[SOURCE MATERIAL — start]

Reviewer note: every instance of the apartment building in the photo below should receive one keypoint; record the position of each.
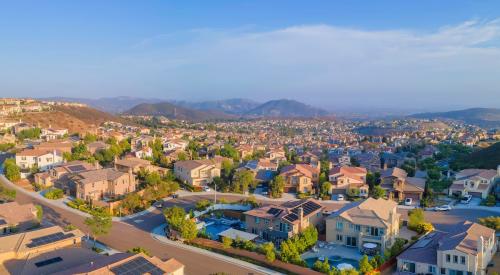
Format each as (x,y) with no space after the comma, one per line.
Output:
(465,250)
(373,221)
(279,222)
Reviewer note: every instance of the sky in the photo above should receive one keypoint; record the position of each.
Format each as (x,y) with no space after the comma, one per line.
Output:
(338,55)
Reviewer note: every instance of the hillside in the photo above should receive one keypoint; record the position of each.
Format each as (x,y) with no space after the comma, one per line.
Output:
(75,119)
(237,106)
(285,108)
(113,105)
(172,111)
(487,158)
(483,117)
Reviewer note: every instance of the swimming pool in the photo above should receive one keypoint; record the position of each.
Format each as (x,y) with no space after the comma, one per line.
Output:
(333,261)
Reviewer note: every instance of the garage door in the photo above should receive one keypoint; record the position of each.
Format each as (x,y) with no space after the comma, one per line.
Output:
(475,194)
(414,196)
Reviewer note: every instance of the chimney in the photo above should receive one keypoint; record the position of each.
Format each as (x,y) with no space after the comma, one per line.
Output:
(480,245)
(300,213)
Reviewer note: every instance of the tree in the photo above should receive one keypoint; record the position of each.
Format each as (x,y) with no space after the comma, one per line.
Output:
(138,250)
(227,242)
(11,170)
(378,192)
(491,222)
(364,265)
(277,187)
(415,218)
(99,223)
(268,250)
(39,213)
(243,179)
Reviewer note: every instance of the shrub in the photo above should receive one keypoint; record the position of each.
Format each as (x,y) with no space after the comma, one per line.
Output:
(227,242)
(54,194)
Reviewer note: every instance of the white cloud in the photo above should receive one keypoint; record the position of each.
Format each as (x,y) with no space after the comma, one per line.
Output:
(330,66)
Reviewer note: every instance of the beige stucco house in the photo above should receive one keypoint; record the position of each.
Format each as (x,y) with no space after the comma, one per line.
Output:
(196,172)
(465,250)
(370,221)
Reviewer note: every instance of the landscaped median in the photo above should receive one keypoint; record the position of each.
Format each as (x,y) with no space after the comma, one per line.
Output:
(252,257)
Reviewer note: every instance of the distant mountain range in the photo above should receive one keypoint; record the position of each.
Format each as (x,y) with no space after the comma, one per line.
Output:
(483,117)
(172,111)
(237,106)
(285,108)
(228,109)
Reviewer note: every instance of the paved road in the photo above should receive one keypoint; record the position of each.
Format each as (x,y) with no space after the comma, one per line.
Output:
(127,235)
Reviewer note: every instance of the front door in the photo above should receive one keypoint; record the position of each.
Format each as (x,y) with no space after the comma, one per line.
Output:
(351,241)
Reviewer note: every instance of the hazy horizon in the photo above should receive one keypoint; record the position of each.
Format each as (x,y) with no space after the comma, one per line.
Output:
(356,56)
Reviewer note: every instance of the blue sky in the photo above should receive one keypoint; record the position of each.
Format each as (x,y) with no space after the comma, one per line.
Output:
(333,54)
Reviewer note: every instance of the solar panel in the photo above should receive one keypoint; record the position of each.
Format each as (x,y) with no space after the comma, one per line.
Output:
(76,168)
(137,266)
(274,211)
(35,242)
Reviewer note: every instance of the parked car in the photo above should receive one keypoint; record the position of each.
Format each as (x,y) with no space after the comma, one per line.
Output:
(408,201)
(442,208)
(466,199)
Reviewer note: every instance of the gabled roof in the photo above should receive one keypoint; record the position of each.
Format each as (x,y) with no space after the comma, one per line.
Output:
(373,212)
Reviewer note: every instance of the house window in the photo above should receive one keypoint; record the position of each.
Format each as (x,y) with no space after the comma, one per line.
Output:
(340,226)
(408,267)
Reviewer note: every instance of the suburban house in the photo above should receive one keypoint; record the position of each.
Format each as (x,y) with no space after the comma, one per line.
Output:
(37,158)
(196,172)
(58,176)
(15,217)
(399,186)
(476,182)
(300,177)
(97,184)
(279,222)
(465,250)
(136,165)
(97,146)
(345,178)
(26,245)
(126,263)
(373,221)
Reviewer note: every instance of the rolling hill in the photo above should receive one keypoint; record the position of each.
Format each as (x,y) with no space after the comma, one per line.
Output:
(487,158)
(172,111)
(483,117)
(75,119)
(285,108)
(237,106)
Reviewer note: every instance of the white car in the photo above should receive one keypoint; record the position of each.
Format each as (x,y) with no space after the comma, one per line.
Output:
(442,208)
(408,201)
(466,199)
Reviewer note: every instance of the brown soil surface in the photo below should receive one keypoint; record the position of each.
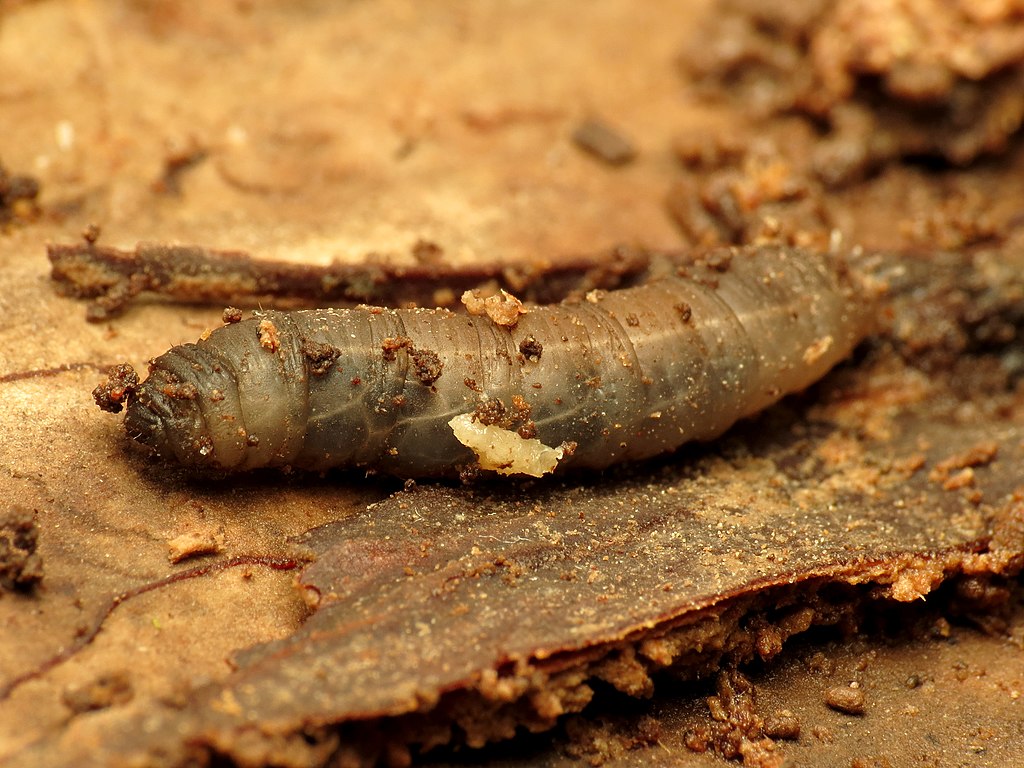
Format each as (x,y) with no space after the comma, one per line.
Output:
(758,599)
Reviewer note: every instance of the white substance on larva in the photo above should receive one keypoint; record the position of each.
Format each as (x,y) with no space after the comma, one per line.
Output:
(504,451)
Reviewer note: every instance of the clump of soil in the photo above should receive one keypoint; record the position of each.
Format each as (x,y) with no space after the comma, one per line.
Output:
(20,565)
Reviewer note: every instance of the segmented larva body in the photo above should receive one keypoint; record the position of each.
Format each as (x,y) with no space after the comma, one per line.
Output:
(623,375)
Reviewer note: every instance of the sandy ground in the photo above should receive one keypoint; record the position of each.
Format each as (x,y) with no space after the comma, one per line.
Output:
(312,132)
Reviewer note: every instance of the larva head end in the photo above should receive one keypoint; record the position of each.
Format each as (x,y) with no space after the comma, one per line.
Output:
(121,384)
(162,414)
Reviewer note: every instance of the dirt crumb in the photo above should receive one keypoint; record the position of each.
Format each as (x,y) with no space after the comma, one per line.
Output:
(320,356)
(604,142)
(268,338)
(846,698)
(503,308)
(230,315)
(20,565)
(195,543)
(736,730)
(17,197)
(112,393)
(531,349)
(110,689)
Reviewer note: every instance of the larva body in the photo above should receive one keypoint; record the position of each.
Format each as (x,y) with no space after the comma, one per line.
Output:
(623,375)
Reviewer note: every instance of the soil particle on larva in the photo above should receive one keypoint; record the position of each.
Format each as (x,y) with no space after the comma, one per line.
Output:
(320,356)
(111,394)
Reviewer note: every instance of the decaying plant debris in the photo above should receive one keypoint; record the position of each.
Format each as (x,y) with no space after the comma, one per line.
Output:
(420,627)
(439,617)
(113,278)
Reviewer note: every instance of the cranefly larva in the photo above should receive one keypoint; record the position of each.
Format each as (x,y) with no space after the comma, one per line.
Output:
(620,376)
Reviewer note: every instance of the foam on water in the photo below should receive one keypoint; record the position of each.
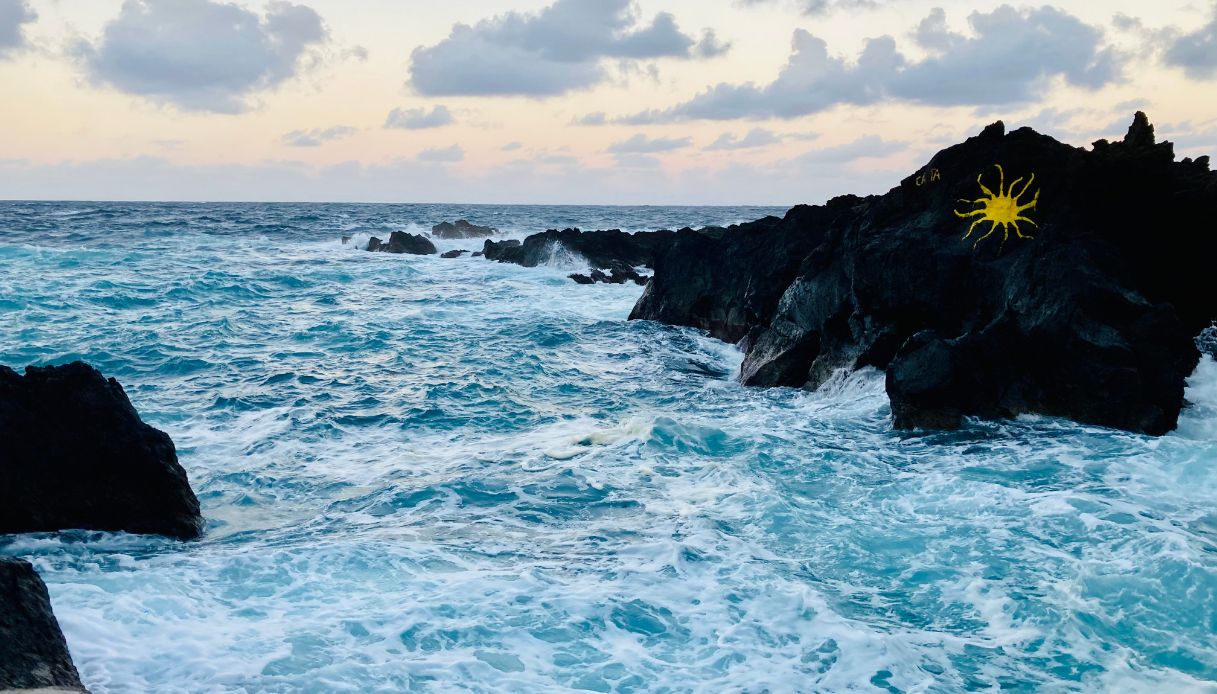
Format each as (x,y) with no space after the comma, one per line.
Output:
(435,475)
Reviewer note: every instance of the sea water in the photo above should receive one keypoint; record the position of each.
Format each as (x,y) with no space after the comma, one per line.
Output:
(435,475)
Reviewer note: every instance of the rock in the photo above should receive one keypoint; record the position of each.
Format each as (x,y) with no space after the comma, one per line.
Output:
(33,653)
(618,275)
(1092,315)
(461,229)
(610,250)
(74,454)
(403,242)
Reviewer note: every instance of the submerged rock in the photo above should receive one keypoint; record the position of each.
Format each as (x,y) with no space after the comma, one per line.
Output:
(74,454)
(33,653)
(1011,274)
(461,229)
(403,242)
(610,250)
(616,276)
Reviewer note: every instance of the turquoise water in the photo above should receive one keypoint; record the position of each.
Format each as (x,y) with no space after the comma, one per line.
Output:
(458,475)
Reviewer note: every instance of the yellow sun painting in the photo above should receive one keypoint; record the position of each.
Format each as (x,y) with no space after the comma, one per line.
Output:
(1003,210)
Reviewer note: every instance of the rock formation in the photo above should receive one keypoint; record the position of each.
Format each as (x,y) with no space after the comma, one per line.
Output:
(1011,274)
(403,242)
(611,250)
(461,229)
(33,653)
(74,454)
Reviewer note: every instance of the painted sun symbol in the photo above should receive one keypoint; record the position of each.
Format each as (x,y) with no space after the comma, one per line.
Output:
(1004,210)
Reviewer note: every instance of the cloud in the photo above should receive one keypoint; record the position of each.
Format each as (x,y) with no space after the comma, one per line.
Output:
(643,145)
(820,7)
(1010,57)
(1195,51)
(201,55)
(556,50)
(419,118)
(867,147)
(317,136)
(596,118)
(755,138)
(13,14)
(444,155)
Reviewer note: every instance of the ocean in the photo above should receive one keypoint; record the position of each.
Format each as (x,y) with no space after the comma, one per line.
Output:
(435,475)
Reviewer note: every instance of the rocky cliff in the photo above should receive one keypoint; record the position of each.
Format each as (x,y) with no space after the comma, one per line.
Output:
(1011,274)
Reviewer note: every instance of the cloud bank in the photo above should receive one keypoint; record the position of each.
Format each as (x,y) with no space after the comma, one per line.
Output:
(201,55)
(554,51)
(13,15)
(1010,57)
(419,118)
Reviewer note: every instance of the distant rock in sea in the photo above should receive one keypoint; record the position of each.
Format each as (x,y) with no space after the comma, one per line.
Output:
(74,454)
(461,229)
(33,653)
(1011,274)
(610,250)
(403,242)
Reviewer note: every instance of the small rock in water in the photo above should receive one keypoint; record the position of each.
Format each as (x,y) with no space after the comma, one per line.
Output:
(33,651)
(461,229)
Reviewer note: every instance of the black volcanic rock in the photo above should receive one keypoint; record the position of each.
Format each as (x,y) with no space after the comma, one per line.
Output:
(461,229)
(403,242)
(74,454)
(604,250)
(1092,317)
(33,653)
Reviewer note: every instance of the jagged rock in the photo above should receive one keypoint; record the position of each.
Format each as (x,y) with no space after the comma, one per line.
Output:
(461,229)
(1093,318)
(618,275)
(74,454)
(603,250)
(403,242)
(33,653)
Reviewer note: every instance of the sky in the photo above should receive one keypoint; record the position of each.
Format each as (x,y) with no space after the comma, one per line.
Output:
(568,101)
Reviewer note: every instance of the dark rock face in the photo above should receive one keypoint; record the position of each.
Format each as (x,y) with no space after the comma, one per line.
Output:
(618,275)
(461,229)
(33,653)
(604,250)
(403,242)
(74,454)
(1091,317)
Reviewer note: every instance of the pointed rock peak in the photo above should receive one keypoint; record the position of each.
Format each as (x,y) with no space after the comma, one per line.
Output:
(1140,133)
(994,130)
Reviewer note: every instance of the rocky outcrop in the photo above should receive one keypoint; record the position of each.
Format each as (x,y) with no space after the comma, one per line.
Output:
(461,229)
(1086,309)
(612,250)
(403,242)
(616,276)
(33,653)
(74,454)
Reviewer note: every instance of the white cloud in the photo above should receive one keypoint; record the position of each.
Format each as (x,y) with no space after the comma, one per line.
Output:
(317,136)
(201,55)
(1195,51)
(755,138)
(419,118)
(13,14)
(1010,57)
(643,145)
(443,155)
(556,50)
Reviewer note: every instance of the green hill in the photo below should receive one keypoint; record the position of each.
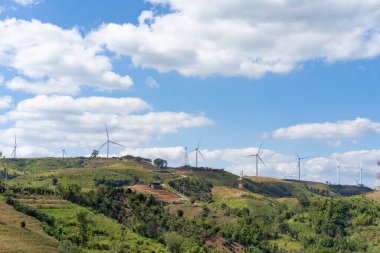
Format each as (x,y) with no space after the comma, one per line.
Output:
(268,215)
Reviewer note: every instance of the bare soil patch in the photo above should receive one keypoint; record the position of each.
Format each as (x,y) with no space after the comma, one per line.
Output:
(160,194)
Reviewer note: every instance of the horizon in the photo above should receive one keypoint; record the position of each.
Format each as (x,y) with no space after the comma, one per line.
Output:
(165,75)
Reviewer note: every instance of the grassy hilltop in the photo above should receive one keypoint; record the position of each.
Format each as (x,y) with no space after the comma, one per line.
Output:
(102,205)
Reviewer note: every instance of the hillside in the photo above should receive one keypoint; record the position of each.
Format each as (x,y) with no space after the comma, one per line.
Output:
(196,210)
(31,238)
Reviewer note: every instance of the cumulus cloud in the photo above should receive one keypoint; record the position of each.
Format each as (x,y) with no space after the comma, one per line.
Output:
(248,38)
(56,121)
(328,130)
(151,82)
(5,102)
(52,60)
(26,2)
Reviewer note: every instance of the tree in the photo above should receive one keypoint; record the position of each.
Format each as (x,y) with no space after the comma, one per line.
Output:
(95,153)
(83,226)
(161,163)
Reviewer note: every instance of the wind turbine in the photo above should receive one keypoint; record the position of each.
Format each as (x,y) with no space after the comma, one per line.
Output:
(108,141)
(257,155)
(338,166)
(361,172)
(299,164)
(14,149)
(197,151)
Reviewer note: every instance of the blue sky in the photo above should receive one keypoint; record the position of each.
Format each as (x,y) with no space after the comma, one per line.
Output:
(165,73)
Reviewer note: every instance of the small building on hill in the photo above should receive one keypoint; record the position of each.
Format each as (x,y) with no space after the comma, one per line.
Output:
(155,186)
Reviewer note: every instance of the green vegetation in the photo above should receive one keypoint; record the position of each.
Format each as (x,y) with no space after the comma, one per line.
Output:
(86,206)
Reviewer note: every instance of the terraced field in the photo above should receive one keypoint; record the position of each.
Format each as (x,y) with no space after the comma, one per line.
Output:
(106,234)
(160,194)
(14,238)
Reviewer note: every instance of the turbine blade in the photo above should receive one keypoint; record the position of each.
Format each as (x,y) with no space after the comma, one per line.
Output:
(337,164)
(117,144)
(258,152)
(199,143)
(107,131)
(262,160)
(102,145)
(201,154)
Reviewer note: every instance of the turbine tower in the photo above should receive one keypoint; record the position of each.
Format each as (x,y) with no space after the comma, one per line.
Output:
(240,180)
(14,149)
(361,173)
(186,158)
(338,166)
(197,151)
(108,141)
(257,155)
(299,164)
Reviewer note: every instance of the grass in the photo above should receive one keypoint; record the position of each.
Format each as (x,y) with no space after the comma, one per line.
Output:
(84,174)
(107,234)
(14,238)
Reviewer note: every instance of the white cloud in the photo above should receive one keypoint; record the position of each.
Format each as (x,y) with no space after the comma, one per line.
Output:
(26,2)
(5,102)
(56,121)
(51,60)
(151,82)
(334,144)
(328,130)
(248,38)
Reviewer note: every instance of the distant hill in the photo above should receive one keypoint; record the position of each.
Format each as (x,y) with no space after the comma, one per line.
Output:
(197,210)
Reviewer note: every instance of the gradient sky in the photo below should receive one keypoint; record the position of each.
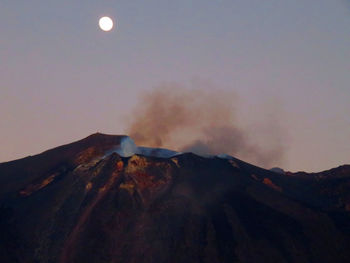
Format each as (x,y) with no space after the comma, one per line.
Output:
(61,78)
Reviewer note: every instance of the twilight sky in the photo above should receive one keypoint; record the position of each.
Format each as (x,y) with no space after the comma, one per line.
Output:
(61,78)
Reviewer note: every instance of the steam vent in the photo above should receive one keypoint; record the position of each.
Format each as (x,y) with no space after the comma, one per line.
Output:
(103,199)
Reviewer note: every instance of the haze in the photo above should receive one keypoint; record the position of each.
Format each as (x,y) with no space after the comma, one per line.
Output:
(62,78)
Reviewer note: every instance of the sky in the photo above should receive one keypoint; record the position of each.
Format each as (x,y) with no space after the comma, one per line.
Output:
(62,78)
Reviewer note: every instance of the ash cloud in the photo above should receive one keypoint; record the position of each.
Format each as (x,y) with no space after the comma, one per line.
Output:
(203,122)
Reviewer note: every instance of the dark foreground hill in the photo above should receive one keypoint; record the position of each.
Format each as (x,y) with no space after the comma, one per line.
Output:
(75,203)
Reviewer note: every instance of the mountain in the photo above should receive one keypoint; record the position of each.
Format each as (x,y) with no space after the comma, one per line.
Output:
(85,202)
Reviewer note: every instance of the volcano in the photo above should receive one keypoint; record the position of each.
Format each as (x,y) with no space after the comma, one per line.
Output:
(95,201)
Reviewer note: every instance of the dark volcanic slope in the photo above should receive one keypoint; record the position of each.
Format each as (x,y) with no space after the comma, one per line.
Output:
(73,204)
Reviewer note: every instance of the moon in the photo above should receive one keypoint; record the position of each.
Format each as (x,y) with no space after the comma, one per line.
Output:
(105,23)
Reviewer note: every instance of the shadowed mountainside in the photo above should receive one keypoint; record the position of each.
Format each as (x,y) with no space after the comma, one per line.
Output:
(75,203)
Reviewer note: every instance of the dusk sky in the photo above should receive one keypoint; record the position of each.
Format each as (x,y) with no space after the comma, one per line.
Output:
(62,78)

[SOURCE MATERIAL — finish]

:: WHAT IS BEING ASKED ::
Tell how many lines of the data include the word "dark", without any other words.

:: SOLUTION BELOW ::
3